* **本文抜粋**:
新左の妹・相良峰役を藤野涼子、太吉をやさしく、時に強く支える妻・大倉フミ役を真木よう子が演じる。

 そして、謎の侍・弾蔵役には、45年前『ヒポクラテスたち』で年長の研修医を演じた柄本明。ナレーションを務めるのは、大森監督作『風の歌を聴け』で映画デビューを果たした室井滋。脚本を担当したのは、大森監督を1970年代から知る西岡琢也(『はやぶさ 遥かなる帰還』)。京都と大森監督にゆかりのあるキャスト、スタッフが一堂に会した。

 映画『幕末ヒポクラテスたち』は、2026年初夏に全国公開。

※緒方明監督のコメント全文は以下の通り。

<コメント全文>

■緒方明監督

 私にとって大森一樹は師であり、兄貴であり、大学で映画を教える講師仲間であり、映画を肴に痛飲する友人だった。そんな大森さんが還らぬ人となったのはコロナの猛威がほんの少し落ち着いたかに見えた2022年の秋。私はただただ呆然とするしかなく深い喪失感に包まれた。

 そして、大森一樹は巨大な宿題を遺していった。『幕末ヒポクラテスたち』と題された1冊の脚本。
西岡琢也さんと作り上げたそのホン。生前下北沢の飲み屋で「これが俺の遺作やな!」とよく語っていた企画だった。その映画を完成させないか? 森重プロデューサーから話があった。私は震えた。とんでもない「置き土産」だった。世の中には「断れない依頼」というものが存在する。大森さんの不在をなかなか受け止められない私は大森さんの遺作になるはずだった作品を監督することにした。

 この歳になって初めてのことばかりだった。初めての時代劇。初めての京都太秦撮影所。スタッフルームには大森さんのニッコリ笑った写真を置き毎朝手を合わせてから現場に向かった。

 頼もしい東京、京都混成チームのスタッフや豊かな俳優陣と共に濃密で幸福な時間が流れ作品は完成した。
映画は暗闇で観るもの。でも映画を作る私たちはいつだって「暗くなるまで待てない!」でいる。

* **データセット**:
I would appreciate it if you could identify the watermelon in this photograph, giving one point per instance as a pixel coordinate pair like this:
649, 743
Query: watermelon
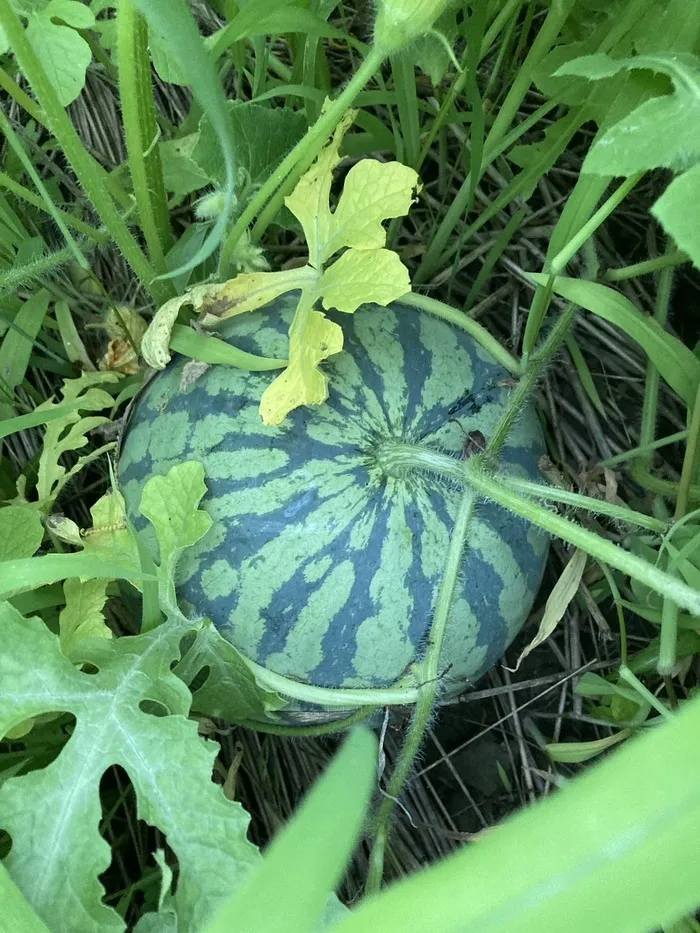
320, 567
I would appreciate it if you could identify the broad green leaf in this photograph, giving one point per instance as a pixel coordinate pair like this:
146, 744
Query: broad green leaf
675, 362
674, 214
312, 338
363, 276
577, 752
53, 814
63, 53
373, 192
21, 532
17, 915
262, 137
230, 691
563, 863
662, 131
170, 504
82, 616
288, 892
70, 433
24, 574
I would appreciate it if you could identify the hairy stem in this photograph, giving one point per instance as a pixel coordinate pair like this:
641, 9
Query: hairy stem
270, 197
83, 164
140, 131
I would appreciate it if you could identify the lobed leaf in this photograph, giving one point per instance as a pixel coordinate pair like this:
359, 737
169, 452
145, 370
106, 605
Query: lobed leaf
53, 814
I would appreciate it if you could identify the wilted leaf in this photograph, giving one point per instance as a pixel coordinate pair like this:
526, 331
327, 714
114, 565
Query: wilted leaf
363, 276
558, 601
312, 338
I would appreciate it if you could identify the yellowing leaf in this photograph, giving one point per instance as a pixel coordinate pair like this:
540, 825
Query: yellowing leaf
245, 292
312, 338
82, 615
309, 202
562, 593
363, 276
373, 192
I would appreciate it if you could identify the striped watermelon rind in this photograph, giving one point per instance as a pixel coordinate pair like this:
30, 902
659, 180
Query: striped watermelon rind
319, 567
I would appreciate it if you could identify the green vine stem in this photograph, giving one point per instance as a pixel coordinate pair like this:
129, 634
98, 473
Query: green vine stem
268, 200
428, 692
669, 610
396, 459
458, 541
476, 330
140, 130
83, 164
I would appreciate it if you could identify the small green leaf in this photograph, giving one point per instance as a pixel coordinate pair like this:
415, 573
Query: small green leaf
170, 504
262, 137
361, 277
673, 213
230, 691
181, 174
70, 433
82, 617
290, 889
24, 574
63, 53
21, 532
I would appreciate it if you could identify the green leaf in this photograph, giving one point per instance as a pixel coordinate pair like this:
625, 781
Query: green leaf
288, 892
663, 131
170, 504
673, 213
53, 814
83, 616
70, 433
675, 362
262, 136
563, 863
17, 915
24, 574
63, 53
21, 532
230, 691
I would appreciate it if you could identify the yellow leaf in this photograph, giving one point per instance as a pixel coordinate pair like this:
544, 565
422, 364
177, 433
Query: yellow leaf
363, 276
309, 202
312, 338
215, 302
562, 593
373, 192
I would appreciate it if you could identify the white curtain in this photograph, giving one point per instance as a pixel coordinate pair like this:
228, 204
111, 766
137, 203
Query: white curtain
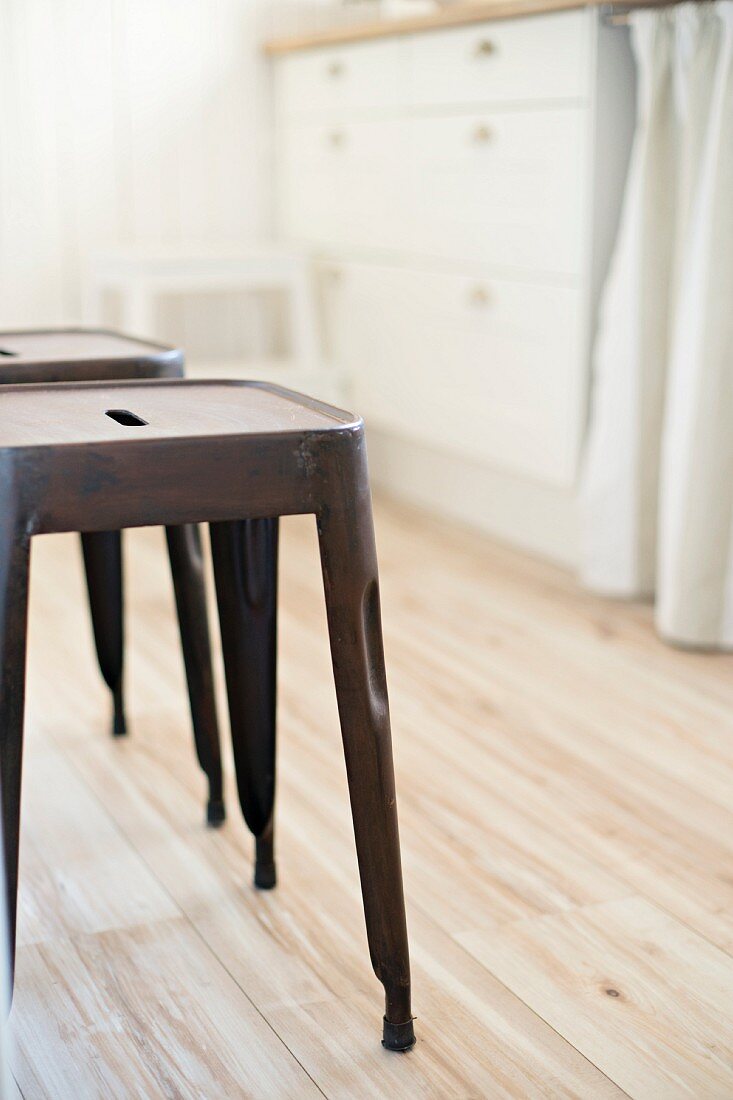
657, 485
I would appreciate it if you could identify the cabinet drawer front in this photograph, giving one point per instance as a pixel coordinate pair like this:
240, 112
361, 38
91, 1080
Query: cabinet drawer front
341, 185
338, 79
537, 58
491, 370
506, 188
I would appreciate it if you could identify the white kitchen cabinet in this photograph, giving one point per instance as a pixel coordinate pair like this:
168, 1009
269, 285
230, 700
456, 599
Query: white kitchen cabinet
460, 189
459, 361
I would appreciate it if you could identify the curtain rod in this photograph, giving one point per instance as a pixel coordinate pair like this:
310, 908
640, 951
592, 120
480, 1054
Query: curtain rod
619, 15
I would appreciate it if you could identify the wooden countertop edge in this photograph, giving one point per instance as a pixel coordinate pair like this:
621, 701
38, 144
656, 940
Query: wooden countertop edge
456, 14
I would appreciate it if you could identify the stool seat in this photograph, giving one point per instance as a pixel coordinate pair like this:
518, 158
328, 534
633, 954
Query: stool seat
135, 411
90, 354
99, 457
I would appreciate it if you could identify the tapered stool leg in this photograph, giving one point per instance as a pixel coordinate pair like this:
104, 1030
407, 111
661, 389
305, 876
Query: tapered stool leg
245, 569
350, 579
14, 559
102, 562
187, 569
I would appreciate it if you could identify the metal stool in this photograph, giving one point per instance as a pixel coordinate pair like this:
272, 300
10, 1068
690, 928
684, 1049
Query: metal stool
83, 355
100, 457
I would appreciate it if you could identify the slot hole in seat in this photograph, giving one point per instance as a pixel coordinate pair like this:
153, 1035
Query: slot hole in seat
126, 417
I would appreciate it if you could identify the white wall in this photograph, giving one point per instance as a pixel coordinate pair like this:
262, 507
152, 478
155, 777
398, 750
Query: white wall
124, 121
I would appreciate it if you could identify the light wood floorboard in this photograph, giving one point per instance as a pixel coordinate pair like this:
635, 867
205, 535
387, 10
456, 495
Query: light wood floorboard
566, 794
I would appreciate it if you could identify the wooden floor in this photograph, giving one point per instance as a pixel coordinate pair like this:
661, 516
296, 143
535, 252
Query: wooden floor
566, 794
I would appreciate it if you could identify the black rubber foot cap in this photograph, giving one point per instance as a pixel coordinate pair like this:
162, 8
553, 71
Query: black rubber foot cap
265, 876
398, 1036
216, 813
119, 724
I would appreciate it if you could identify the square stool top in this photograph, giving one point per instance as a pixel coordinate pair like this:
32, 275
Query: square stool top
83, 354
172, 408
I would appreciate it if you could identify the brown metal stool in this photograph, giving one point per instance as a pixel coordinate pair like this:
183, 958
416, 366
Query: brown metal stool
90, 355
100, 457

...

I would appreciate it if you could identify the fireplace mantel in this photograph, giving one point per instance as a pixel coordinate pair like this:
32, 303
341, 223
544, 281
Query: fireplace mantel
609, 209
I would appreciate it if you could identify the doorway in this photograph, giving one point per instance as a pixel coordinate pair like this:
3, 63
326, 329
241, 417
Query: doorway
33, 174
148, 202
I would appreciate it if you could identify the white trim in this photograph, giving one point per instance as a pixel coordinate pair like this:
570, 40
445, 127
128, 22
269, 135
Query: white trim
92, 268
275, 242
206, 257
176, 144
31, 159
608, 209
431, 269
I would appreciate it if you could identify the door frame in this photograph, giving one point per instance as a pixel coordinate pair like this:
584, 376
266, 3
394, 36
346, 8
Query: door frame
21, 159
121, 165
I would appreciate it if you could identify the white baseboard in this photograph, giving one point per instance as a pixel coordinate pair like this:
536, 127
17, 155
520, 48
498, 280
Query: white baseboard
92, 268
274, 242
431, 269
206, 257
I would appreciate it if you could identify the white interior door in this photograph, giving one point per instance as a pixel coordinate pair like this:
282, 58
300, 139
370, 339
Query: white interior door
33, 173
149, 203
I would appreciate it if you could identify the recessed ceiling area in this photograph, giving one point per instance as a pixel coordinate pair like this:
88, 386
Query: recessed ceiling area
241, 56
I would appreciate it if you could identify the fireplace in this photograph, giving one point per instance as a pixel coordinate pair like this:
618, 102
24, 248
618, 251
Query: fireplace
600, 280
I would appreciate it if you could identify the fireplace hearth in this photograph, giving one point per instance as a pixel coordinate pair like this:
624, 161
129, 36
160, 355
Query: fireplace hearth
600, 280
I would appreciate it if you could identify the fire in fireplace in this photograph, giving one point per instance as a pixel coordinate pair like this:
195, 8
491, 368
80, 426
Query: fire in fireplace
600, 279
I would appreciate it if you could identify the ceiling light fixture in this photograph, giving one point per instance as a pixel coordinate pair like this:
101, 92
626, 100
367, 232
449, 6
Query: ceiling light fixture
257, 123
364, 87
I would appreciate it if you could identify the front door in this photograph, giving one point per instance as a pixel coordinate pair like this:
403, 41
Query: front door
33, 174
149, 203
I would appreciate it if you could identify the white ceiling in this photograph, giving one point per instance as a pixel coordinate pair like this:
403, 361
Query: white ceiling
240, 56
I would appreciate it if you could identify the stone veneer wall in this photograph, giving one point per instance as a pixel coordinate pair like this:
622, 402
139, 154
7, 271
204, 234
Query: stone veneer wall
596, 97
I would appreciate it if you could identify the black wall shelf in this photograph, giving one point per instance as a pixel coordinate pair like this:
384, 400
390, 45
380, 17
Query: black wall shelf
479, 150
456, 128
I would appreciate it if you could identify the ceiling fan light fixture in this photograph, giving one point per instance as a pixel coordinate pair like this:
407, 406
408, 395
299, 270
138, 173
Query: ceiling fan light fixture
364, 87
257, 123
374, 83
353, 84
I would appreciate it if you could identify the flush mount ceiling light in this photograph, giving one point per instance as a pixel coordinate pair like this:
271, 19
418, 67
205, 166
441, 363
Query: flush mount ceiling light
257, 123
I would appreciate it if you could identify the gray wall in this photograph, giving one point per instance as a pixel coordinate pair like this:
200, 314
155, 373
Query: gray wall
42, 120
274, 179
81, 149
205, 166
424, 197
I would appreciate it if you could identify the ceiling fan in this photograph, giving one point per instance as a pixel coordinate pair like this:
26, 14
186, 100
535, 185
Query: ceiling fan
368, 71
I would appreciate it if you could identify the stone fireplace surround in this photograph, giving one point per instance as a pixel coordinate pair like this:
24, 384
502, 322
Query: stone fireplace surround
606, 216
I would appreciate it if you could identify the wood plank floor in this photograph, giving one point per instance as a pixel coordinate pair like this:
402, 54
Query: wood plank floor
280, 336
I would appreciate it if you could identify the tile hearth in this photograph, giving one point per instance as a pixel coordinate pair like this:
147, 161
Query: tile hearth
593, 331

* **内容を探る**:
1. 本文抜粋の「そして、大森一樹は巨大な宿題」から「なるまで待てない!」でいる。」までを、一字も変えずに書き写してください。
2. 本文抜粋の中で二重かぎかっこ『』に入れて示されている作品名を、重複を除いてすべて挙げてください。
3. 本文抜粋について、次の問いに答えてください。
(a) 謎の侍・弾蔵役を演じるのは誰ですか。
(b) 映画『幕末ヒポクラテスたち』はいつ全国公開されますか。
(c) 大森さんが亡くなったのはいつですか。

* **課題別の解答**:
1.
そして、大森一樹は巨大な宿題を遺していった。『幕末ヒポクラテスたち』と題された1冊の脚本。
西岡琢也さんと作り上げたそのホン。生前下北沢の飲み屋で「これが俺の遺作やな!」とよく語っていた企画だった。その映画を完成させないか? 森重プロデューサーから話があった。私は震えた。とんでもない「置き土産」だった。世の中には「断れない依頼」というものが存在する。大森さんの不在をなかなか受け止められない私は大森さんの遺作になるはずだった作品を監督することにした。

 この歳になって初めてのことばかりだった。初めての時代劇。初めての京都太秦撮影所。スタッフルームには大森さんのニッコリ笑った写真を置き毎朝手を合わせてから現場に向かった。

 頼もしい東京、京都混成チームのスタッフや豊かな俳優陣と共に濃密で幸福な時間が流れ作品は完成した。
映画は暗闇で観るもの。でも映画を作る私たちはいつだって「暗くなるまで待てない!」でいる。

2.
『幕末ヒポクラテスたち』
『ヒポクラテスたち』
『風の歌を聴け』
『はやぶさ 遥かなる帰還』

3.
(a) 柄本明です。
(b) 2026年初夏です。
(c) 2022年の秋です。